Today, when I transitioned from the kitchen to my computer (this is a Covid 19 jargon, Beautiful People; we don’t move – we transition), I found this:
That’s how I greet my students when I walk into a classroom. I teach college. I am now teaching only a couple of courses every semester because last year I retired in order to take care of my father who had started having various infirmities that come with advanced age. To my great sorrow, my father has just passed away, three days before Pesach (Passover). I am now in the middle of Shloshim (30-day mourning period), and I am faced with great gaping emptiness staring at me from every corner. Nowhere to run, nobody to call, nothing to arrange, get, bring, or fix.
I have always found solace in the kitchen. There is a concept in psychology: Food is comfort. For me, it’s not eating it that provides comfort, but cooking, planning, experimenting, even reading about food. My grandmother, who, with her equivalent of 4th grade education, had all the skills of a great educational psychologist, managed to make household chores not a burden for us kids, but rather a reward for good behavior. Helping in the kitchen was a higher reward, and baking – Oh! Baking! – that was the most special prize of all. One had to be extra careful, too, because in Russia, under the communist regime, in a tiny kitchen without running water, my grandmother was vigilant about keeping things kosher. Yes, I am that rarity: a Russian Jewish girl who is what in America is called Frum (observant) from Birth. Always hated labels, though, and this one is no exception. But it is from my grandmother that I learned how to be a true Balabuste (lady of the house).
When my grandmother passed away, I felt that emptiness for the first time. However, I was young, making a new life for myself in a new country, raising a child, keeping busy with a myriad of new and exciting experiences. All of a sudden, it dawned on me that I was the only one who knew most of my grandmother’s recipes, and she was a phenomenal cook. I decided to write them down. I thought I would organize them by holidays, starting, obviously, in the beginning – with Rosh haShana (Jewish New Year). Nechtiker Tog (an idiom: impossible, as night in the middle of a day)! As I started writing, I went off on such a distant tangent that not one single actual recipe found its way into a short novel about the post-war life of Odessa Jews. I kept the title My Grandmother’s Recipes, but you shouldn’t be fooled by it.

## Required work
(1) In the essay about cooking and mourning, what title was kept for the short novel about the post-war life of Odessa Jews?
(2) Extend the essay about cooking and mourning, picking up right after its final sentence.

## Entries provided
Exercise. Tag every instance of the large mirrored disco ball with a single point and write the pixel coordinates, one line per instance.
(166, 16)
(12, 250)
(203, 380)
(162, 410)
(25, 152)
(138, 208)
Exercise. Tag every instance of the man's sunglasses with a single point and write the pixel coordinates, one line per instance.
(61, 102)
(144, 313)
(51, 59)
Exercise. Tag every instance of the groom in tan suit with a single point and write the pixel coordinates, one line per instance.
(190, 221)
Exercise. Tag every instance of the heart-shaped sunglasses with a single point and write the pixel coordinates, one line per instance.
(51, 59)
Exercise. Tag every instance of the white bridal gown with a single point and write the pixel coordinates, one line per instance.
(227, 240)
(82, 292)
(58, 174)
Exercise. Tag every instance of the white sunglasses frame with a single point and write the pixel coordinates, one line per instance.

---

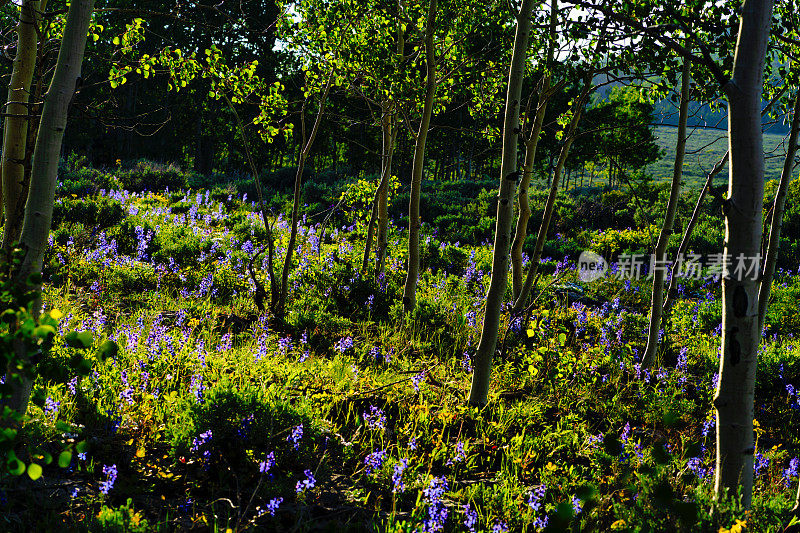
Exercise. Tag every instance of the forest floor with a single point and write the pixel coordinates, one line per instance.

## Answers
(1) My Grandmother's Recipes

(2)
Now, this was the first Pesach in my life without my father sitting at the Seder (Passover Festive Meal) with me. My husband and I spent it with our son and his wonderful wife who is an exceptional Balabuste in her own right and who has rearranged the entire Pesach plan for her extended family in order to accommodate me on a moment’s notice. And trust me, having a bunch of Eineklach (grandchildren) around is the best grief therapy! Then I came home, un-foiled the kitchen, and was hit with a new wave: my father’s birthday is on the second day of Shavuos, and ever since my mother, Oleve Sholom (May she rest in peace), passed away, I’ve always made a special dairy lunch for him, with all his favorite Yom Tov (holiday) dishes that my grandmother used to make. From what I have seen in my almost 40 years in this country, our Shvuosdike menu is just as different from American Jewish tradition as our menus for all other Yomim Tovim.
So this is my way of celebrating my father’s birthday on Shavuos. I will cook and bake, and take pictures, and post recipes, and try to share with you, Beautiful People, some of those delicious white and green and golden creations that had originated in my grandmother’s miniature kosher kitchen. And if I tempt you to try any of them – and most of them are ridiculously easy! – think for a moment of Shimon ben Dov Ber, a beautiful person who was loved and respected by everyone, who was one of the kindest people I have ever met, a true son of his mother, my beloved grandmother.